▸ **Task description**
Extract every line of the data below that contains the word "bridge". Case counts.

▸ **Extracted information**
* Start *

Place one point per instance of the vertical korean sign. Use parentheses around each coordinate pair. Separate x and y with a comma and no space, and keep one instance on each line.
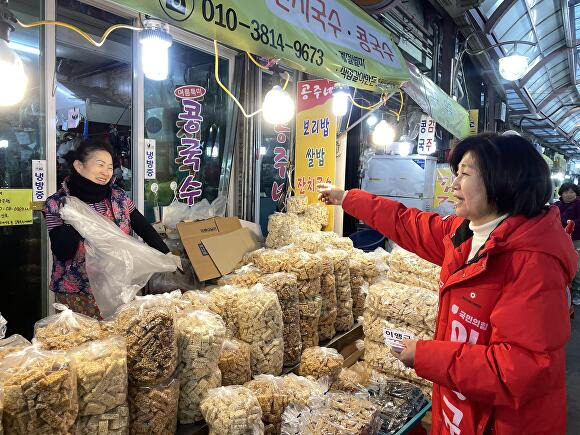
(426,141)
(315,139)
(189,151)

* End *
* Start *

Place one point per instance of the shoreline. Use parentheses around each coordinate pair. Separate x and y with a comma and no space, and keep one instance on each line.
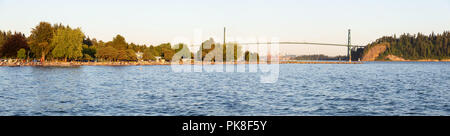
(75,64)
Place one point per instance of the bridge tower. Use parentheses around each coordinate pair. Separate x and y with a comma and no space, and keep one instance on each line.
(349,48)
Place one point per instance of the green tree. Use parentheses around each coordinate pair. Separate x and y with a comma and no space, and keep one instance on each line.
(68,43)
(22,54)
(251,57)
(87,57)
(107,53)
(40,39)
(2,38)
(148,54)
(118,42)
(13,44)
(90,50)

* End *

▸ **Response**
Place one point per instance of the bridge tower. Use parentheses around each coordinate pair. Separate x and y with a comma and no space, and keep one instance on each line.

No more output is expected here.